**Activity**
Reply with the data below, repeated exactly in full.

**Supplied information**
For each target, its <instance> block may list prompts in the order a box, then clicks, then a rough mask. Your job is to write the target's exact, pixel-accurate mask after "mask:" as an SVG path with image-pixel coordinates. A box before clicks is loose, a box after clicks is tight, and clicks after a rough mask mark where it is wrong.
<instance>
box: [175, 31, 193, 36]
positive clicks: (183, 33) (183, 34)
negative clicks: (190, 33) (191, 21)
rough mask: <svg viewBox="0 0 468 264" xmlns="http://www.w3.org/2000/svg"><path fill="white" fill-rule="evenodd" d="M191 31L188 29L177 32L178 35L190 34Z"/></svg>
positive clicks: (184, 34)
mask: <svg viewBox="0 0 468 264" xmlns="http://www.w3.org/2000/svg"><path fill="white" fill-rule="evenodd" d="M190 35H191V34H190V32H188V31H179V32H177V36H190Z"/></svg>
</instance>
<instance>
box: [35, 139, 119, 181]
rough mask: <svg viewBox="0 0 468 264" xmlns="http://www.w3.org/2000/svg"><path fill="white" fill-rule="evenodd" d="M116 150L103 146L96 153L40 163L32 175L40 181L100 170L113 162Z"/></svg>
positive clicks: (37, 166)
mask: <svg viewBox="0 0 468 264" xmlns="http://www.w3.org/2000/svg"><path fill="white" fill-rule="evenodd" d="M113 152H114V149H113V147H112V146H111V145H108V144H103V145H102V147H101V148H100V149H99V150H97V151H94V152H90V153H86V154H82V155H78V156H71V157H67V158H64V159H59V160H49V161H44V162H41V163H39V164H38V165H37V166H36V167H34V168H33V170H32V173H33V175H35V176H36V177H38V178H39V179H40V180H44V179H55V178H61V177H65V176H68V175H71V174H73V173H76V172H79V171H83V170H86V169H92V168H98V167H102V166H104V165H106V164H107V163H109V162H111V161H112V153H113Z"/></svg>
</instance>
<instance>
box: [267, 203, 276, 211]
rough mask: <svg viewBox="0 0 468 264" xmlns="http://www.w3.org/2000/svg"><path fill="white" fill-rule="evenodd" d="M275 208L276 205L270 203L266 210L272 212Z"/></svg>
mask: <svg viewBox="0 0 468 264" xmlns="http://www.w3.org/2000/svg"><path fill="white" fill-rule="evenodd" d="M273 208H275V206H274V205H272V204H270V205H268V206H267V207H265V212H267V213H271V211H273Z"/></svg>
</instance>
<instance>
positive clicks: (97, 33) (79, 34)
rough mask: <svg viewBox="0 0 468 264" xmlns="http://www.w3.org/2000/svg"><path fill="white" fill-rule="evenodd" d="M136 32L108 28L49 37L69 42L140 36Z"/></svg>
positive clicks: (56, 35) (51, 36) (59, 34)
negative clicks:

**Completed exercise**
For each target, its <instance> block may list prompts in the order a box, then clicks, then a rough mask. Your job is to write the target's exact, pixel-accurate mask after "mask:" as an SVG path with image-pixel coordinates. A box before clicks is loose, a box after clicks is tight, and clicks after a rough mask mark where it is wrong.
<instance>
box: [175, 31, 193, 36]
positive clicks: (183, 33) (183, 34)
negative clicks: (190, 33) (191, 21)
rough mask: <svg viewBox="0 0 468 264" xmlns="http://www.w3.org/2000/svg"><path fill="white" fill-rule="evenodd" d="M191 31L188 29L177 32L178 35L190 34Z"/></svg>
positive clicks: (184, 34)
mask: <svg viewBox="0 0 468 264" xmlns="http://www.w3.org/2000/svg"><path fill="white" fill-rule="evenodd" d="M190 35H191V34H190V32H188V31H179V32H177V36H190Z"/></svg>
</instance>
<instance>
box: [35, 139, 119, 181]
rough mask: <svg viewBox="0 0 468 264" xmlns="http://www.w3.org/2000/svg"><path fill="white" fill-rule="evenodd" d="M116 150L103 146L96 153L40 163L32 175L40 181L100 170L113 162Z"/></svg>
positive clicks: (37, 166)
mask: <svg viewBox="0 0 468 264" xmlns="http://www.w3.org/2000/svg"><path fill="white" fill-rule="evenodd" d="M113 152H114V149H113V147H112V146H111V145H108V144H103V145H102V147H101V148H100V149H99V150H97V151H94V152H90V153H86V154H82V155H78V156H71V157H67V158H64V159H59V160H49V161H44V162H41V163H39V164H38V165H37V166H36V167H34V168H33V170H32V173H33V175H35V176H36V177H38V178H39V179H40V180H44V179H55V178H61V177H65V176H68V175H71V174H73V173H76V172H79V171H83V170H86V169H92V168H98V167H102V166H104V165H106V164H107V163H109V162H111V161H112V153H113Z"/></svg>
</instance>
<instance>
box: [267, 203, 276, 211]
rough mask: <svg viewBox="0 0 468 264" xmlns="http://www.w3.org/2000/svg"><path fill="white" fill-rule="evenodd" d="M275 208L276 205L270 203L266 210L272 212Z"/></svg>
mask: <svg viewBox="0 0 468 264" xmlns="http://www.w3.org/2000/svg"><path fill="white" fill-rule="evenodd" d="M273 208H275V206H274V205H272V204H270V205H268V206H267V207H265V212H267V213H271V211H273Z"/></svg>
</instance>
<instance>
positive clicks: (97, 33) (79, 34)
rough mask: <svg viewBox="0 0 468 264" xmlns="http://www.w3.org/2000/svg"><path fill="white" fill-rule="evenodd" d="M136 32L108 28L49 37L69 42L140 36Z"/></svg>
positive clicks: (56, 35) (51, 36) (59, 34)
negative clicks:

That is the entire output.